## Your task
Write out all of the records below, reproducing each line word for word.

Records:
==========
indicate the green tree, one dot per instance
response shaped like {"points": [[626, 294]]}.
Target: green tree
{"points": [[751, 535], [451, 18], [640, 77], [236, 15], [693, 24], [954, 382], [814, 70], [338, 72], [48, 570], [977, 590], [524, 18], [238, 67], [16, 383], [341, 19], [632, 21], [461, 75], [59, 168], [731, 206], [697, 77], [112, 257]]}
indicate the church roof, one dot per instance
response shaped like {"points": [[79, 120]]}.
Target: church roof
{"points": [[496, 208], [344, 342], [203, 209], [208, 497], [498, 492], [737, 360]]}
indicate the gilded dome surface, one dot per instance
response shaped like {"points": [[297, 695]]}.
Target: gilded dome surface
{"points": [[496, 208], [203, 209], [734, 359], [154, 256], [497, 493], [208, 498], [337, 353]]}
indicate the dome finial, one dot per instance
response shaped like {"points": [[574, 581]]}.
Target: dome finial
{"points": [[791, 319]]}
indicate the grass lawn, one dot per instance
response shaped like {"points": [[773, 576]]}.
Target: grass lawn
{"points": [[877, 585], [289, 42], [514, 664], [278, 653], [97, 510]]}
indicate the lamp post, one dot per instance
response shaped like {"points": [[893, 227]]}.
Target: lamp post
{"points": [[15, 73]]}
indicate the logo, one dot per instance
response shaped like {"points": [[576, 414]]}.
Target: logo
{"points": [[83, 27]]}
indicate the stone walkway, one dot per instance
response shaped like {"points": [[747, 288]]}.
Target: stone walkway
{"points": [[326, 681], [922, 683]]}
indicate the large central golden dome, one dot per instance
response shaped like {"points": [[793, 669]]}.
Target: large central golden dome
==========
## Finished answer
indicate the green tree, one dot per instance
response shaped like {"points": [[626, 294]]}.
Target: green tree
{"points": [[751, 535], [451, 18], [640, 77], [236, 15], [693, 24], [954, 382], [814, 70], [338, 72], [48, 570], [977, 590], [524, 18], [238, 67], [16, 383], [341, 19], [632, 21], [461, 75], [59, 168], [731, 206], [697, 77], [112, 257]]}
indicate the church roof, one dot per instance
response shaped like {"points": [[79, 120]]}.
Target: church roof
{"points": [[496, 208], [344, 342], [203, 209], [208, 497], [498, 492], [737, 360]]}
indicate the gilded dome surface, one dot per instance
response shaped like {"points": [[297, 695]]}.
Target: gilded dome surface
{"points": [[496, 208], [203, 209], [734, 359], [154, 256], [497, 493], [208, 498], [337, 353]]}
indicate the dome finial, one dot per instance
response shaped like {"points": [[574, 581]]}.
Target: dome finial
{"points": [[791, 319]]}
indicate the grass lawn, one dot per instance
response shaped like {"points": [[773, 576]]}.
Target: grass lawn
{"points": [[877, 585], [289, 42], [514, 664], [278, 653], [97, 510]]}
indicate the lamp post, one dot per instance
response shaped like {"points": [[893, 227]]}.
Target: lamp post
{"points": [[15, 73]]}
indicate the logo, one dot per instance
response shaped like {"points": [[576, 414]]}.
Target: logo
{"points": [[83, 27]]}
indicate the stone walkway, one dot per instance
response shaped like {"points": [[747, 288]]}.
Target: stone walkway
{"points": [[326, 681], [922, 683]]}
indicate the large central golden dome, one dot per instance
response shaped like {"points": [[793, 669]]}.
Target: large central golden dome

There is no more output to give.